* **ACTION ITEM**: Only lines containing the word "extra" are needed; pull them out of the material.

----- MATERIAL FOR THIS TASK -----

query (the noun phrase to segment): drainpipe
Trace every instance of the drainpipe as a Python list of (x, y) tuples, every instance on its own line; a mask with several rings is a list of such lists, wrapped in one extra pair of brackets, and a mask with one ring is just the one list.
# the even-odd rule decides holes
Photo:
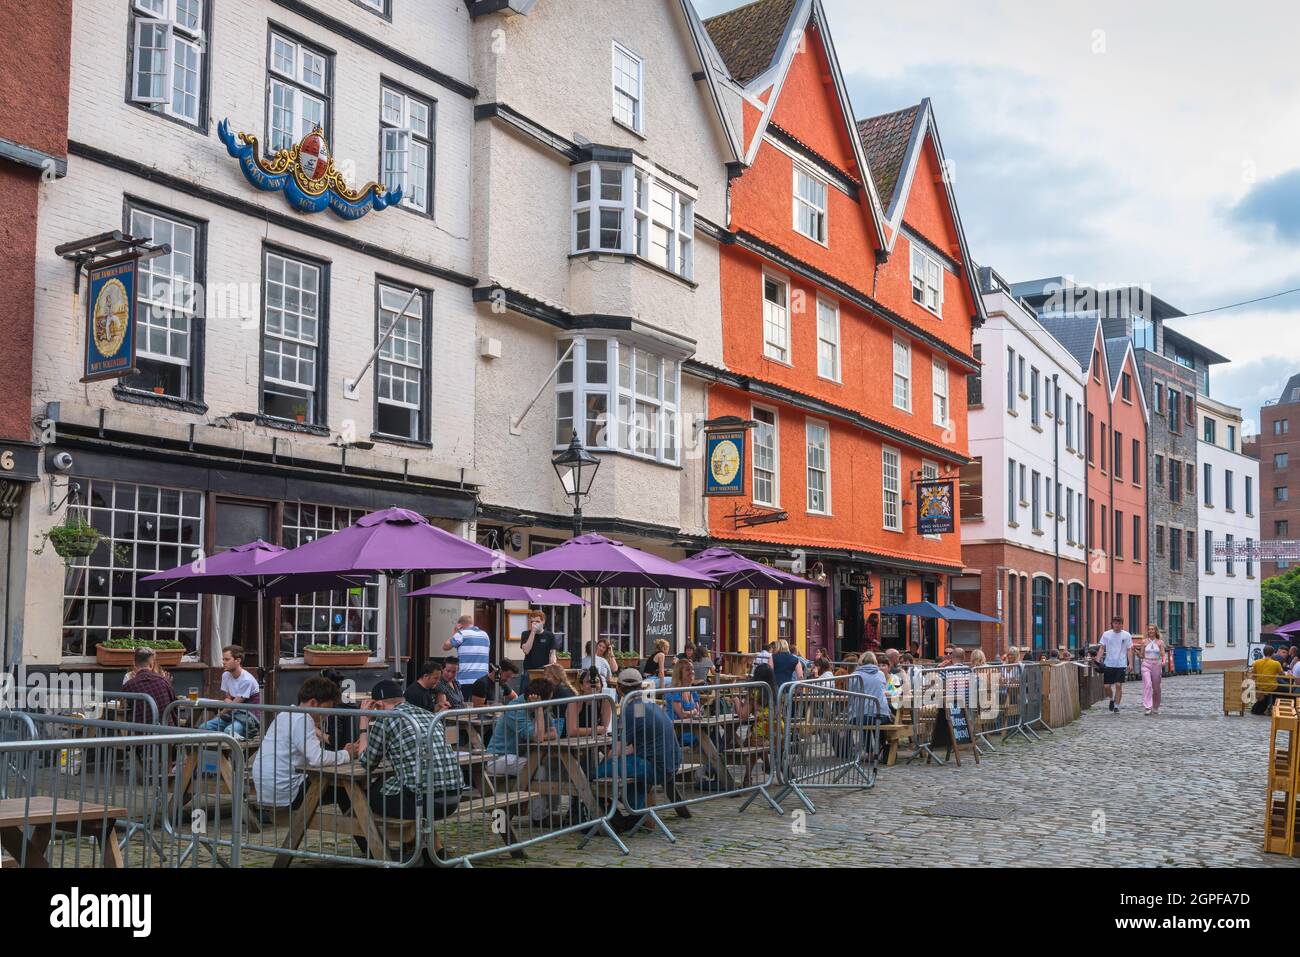
[[(1067, 600), (1061, 587), (1061, 389), (1060, 376), (1052, 374), (1052, 494), (1056, 500), (1052, 503), (1052, 591), (1056, 593), (1056, 639), (1059, 642), (1060, 626), (1064, 621), (1061, 614), (1061, 601)], [(1068, 639), (1067, 639), (1068, 641)], [(1060, 645), (1058, 644), (1059, 648)]]

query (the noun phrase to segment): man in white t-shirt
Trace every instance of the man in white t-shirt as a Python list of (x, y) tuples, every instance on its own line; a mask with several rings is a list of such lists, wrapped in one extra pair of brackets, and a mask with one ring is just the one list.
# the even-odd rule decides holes
[[(221, 696), (232, 704), (250, 702), (260, 704), (262, 686), (250, 672), (244, 670), (244, 649), (239, 645), (227, 645), (221, 649)], [(229, 730), (237, 737), (248, 737), (257, 731), (257, 718), (248, 711), (225, 708), (217, 713), (211, 721), (203, 724), (205, 731)]]
[(456, 676), (459, 684), (472, 685), (487, 676), (492, 639), (474, 624), (473, 615), (461, 615), (456, 622), (456, 633), (442, 643), (443, 651), (452, 649), (456, 650), (460, 661), (460, 671)]
[[(337, 708), (342, 692), (328, 678), (312, 677), (298, 690), (298, 706), (302, 708)], [(341, 751), (329, 751), (321, 745), (316, 718), (303, 711), (281, 711), (262, 735), (262, 746), (253, 759), (253, 787), (257, 803), (262, 807), (297, 808), (302, 804), (306, 789), (303, 783), (310, 768), (327, 768), (347, 764), (361, 750), (361, 742), (353, 741)], [(341, 803), (346, 811), (348, 797), (334, 788), (322, 804)], [(334, 793), (334, 792), (339, 793)]]
[(1101, 646), (1097, 649), (1097, 663), (1105, 675), (1106, 693), (1110, 696), (1107, 707), (1119, 713), (1119, 703), (1124, 697), (1124, 679), (1128, 677), (1133, 658), (1133, 636), (1124, 630), (1124, 619), (1116, 615), (1110, 620), (1110, 631), (1103, 632)]

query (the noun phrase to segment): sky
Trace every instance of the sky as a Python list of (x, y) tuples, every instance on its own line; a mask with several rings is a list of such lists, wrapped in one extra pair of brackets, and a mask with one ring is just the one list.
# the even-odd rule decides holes
[[(700, 15), (740, 0), (694, 0)], [(859, 117), (929, 97), (971, 255), (1010, 282), (1137, 283), (1259, 406), (1300, 372), (1300, 7), (823, 0)]]

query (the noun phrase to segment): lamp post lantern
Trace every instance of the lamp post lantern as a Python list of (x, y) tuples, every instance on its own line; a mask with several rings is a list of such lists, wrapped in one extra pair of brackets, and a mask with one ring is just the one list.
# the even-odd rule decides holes
[(578, 431), (573, 431), (573, 441), (563, 452), (551, 459), (551, 465), (564, 489), (565, 498), (573, 499), (573, 536), (582, 534), (582, 500), (591, 494), (591, 483), (600, 468), (600, 459), (582, 446)]

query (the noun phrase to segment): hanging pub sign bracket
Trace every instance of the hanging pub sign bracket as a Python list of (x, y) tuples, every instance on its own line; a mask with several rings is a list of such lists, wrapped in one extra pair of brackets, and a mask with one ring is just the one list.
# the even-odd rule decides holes
[(85, 353), (82, 382), (119, 379), (136, 371), (137, 270), (141, 262), (166, 256), (166, 243), (128, 236), (121, 230), (100, 233), (54, 247), (73, 263), (75, 315), (80, 309), (81, 273), (86, 272)]
[(731, 510), (733, 528), (752, 528), (755, 525), (772, 525), (789, 519), (790, 513), (758, 509), (749, 505), (737, 505)]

-----

* **THE COMPLETED TASK**:
Trace every instance of the drainpipe as a Python list of (x, y) tuples, every instance on its own line; a mask with several rings is a list of such lists, wrapped in one extra pair of brackets, and a mask with one ring is just the one list.
Trace every instance of the man in white t-shirt as a Python list of (x, y) tuples, every instance on its own line; a mask with several rings is a list of such lists, wrapped in one extra pair of brackets, and a mask with one ring is just the one list.
Trace every instance of the sky as a Python list of (x, y) tuples, every instance on its own line; a mask with several rings is a list of such lists, wrapped in one extra pair of brackets, and a mask with one ring is just the one list.
Trace every instance of the lamp post lantern as a Python list of (x, y) tuples, every instance on its own line; a mask with several rings is a list of such lists, wrapped in one extra pair of brackets, and a mask with one ring is just the one list.
Trace every instance of the hanging pub sign bracket as a Python list of (x, y) tuples, every instance on its own line; a mask with several rings is a list of such lists, wrapped in one extra pair of brackets, and a mask with one ring is just the one list.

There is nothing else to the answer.